■ TEXTE EXTRAIT
==========

Parallèlement à la contestation contre Benyamin Netanyahou et la crise économique, le secteur harédi est le seul à avoir mené ses propres manifestations, elles aussi liées à la situation sanitaire.
A plusieurs reprises depuis l’éruption de l’épidémie et en particulier fin septembre et début octobre, au cours du mois des célébrations du Nouvel An juif, on a assisté à de nombreux incidents et affrontements entre Israéliens ultra-orthodoxes et forces de l’ordre. Ils protestaient contre les mesures de confinement qui ont limité les rassemblements et fermé synagogues et lieux d’étude.
Les accrochages avec la police se sont déroulés au cœur des quartiers et des agglomérations ultra-orthodoxes. Tout au long de la semaine de la fête de Souccot, début octobre, les heurts ont été quotidiens. Les harédim s’estimaient discriminés par rapport au reste de la population et en particulier en ce qui concerne le maintien des manifestations politiques, alors qu’on leur interdisait les prières et l’étude collectives. Ces manifestations spontanées éclataient lors des patrouilles de police qui venaient réclamer la dispersion d’un groupe ou la fermeture d’une synagogue. Elles ont donné lieu à des heurts violents, tant de la part des manifestants que des policiers.

==========

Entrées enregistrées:
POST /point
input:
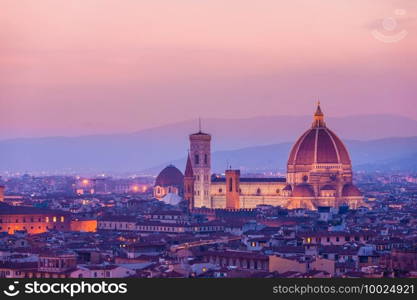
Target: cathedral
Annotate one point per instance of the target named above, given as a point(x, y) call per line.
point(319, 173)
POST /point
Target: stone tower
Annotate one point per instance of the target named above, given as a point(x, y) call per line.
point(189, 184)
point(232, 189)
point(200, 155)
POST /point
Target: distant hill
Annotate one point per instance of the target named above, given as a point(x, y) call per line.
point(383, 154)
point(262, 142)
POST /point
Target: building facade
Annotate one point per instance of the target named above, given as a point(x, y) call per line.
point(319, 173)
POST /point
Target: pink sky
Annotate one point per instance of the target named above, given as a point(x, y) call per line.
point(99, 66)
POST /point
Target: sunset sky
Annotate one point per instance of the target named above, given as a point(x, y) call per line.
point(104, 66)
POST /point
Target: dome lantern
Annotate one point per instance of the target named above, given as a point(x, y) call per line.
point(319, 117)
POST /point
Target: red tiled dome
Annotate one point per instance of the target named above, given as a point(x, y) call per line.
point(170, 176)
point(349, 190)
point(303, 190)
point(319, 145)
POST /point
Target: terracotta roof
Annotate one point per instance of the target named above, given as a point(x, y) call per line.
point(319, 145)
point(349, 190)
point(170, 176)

==========

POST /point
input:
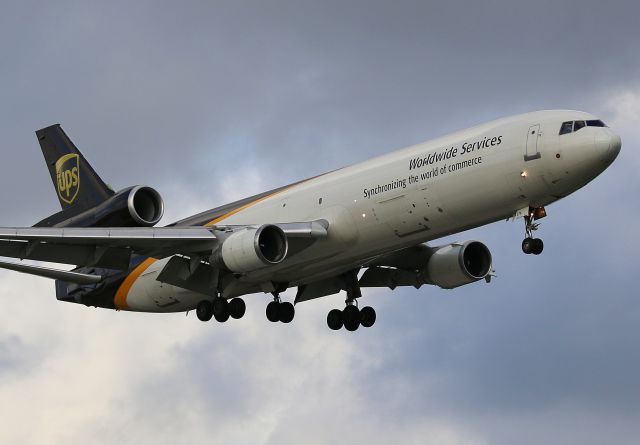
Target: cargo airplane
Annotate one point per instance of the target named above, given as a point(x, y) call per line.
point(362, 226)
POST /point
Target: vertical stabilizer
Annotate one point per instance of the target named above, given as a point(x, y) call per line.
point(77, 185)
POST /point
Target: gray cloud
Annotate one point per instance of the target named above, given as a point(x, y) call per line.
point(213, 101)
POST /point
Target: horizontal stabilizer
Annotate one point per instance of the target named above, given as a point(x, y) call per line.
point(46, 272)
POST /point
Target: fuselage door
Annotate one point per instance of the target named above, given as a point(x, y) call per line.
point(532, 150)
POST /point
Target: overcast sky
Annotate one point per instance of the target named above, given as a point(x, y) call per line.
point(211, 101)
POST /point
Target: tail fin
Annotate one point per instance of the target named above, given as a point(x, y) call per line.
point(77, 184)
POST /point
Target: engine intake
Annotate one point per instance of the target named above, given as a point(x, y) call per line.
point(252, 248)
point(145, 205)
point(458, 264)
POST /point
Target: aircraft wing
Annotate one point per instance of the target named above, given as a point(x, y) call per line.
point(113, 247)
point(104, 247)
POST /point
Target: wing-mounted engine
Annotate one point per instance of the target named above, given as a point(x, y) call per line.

==========

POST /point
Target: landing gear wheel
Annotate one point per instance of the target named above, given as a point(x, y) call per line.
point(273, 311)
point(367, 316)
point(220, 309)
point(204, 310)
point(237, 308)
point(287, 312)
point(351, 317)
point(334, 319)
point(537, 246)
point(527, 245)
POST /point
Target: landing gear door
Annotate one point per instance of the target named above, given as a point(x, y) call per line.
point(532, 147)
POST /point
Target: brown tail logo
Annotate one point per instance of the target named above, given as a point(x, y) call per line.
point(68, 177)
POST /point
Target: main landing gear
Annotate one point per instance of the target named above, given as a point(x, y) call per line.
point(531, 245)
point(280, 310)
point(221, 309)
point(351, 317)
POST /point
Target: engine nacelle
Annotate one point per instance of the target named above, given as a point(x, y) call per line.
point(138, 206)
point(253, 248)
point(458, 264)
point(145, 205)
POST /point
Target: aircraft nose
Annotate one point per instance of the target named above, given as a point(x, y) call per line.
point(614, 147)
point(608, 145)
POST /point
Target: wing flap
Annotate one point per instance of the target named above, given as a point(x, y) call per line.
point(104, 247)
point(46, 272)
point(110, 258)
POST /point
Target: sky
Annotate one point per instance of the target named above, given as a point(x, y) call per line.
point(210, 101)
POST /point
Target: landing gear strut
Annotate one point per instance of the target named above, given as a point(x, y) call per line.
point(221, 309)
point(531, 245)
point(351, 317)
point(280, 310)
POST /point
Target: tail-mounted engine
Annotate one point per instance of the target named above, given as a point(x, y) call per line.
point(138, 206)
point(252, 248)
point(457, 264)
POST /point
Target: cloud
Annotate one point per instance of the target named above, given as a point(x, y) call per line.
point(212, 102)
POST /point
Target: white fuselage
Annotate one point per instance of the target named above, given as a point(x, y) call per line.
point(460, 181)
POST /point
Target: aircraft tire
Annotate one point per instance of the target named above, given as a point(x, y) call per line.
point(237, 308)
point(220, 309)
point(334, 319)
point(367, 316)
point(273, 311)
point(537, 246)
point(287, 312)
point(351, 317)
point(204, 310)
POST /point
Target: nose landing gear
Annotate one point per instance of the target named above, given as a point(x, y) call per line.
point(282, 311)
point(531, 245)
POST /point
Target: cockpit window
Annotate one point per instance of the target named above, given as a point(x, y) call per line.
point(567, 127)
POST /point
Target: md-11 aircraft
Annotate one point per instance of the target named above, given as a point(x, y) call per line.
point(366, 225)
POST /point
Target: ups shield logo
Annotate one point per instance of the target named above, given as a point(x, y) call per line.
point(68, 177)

==========

■ ACTIVITÉ 1
Selon le texte sur les manifestations ultra-orthodoxes, pourquoi les harédim s'estimaient-ils discriminés ? Répondez en une à trois phrases.
■ ACTIVITÉ 2
Résumez le texte sur les manifestations ultra-orthodoxes en deux phrases.
■ ACTIVITÉ 3
Recopiez le passage du texte sur les manifestations ultra-orthodoxes en commençant par "Les accrochages avec" et en allant jusqu'à "que des policiers.".
Les enregistrements ne jouent aucun rôle dans ce travail.

■ VOTRE RÉPONSE 1
Les harédim s'estimaient discriminés par rapport au reste de la population parce que les manifestations politiques restaient autorisées. Dans le même temps, les prières et l'étude collectives leur étaient interdites.

■ VOTRE RÉPONSE 2
Depuis le début de l'épidémie, et surtout fin septembre et début octobre, des Israéliens ultra-orthodoxes se sont affrontés à plusieurs reprises avec les forces de l'ordre pour protester contre les mesures de confinement qui fermaient synagogues et lieux d'étude. Ces heurts ont éclaté lors de patrouilles de police venues disperser des groupes ou fermer des synagogues, et ils ont été quotidiens pendant Souccot et violents des deux côtés, les harédim se jugeant discriminés face au maintien des manifestations politiques.

■ VOTRE RÉPONSE 3
Les accrochages avec la police se sont déroulés au cœur des quartiers et des agglomérations ultra-orthodoxes. Tout au long de la semaine de la fête de Souccot, début octobre, les heurts ont été quotidiens. Les harédim s’estimaient discriminés par rapport au reste de la population et en particulier en ce qui concerne le maintien des manifestations politiques, alors qu’on leur interdisait les prières et l’étude collectives. Ces manifestations spontanées éclataient lors des patrouilles de police qui venaient réclamer la dispersion d’un groupe ou la fermeture d’une synagogue. Elles ont donné lieu à des heurts violents, tant de la part des manifestants que des policiers.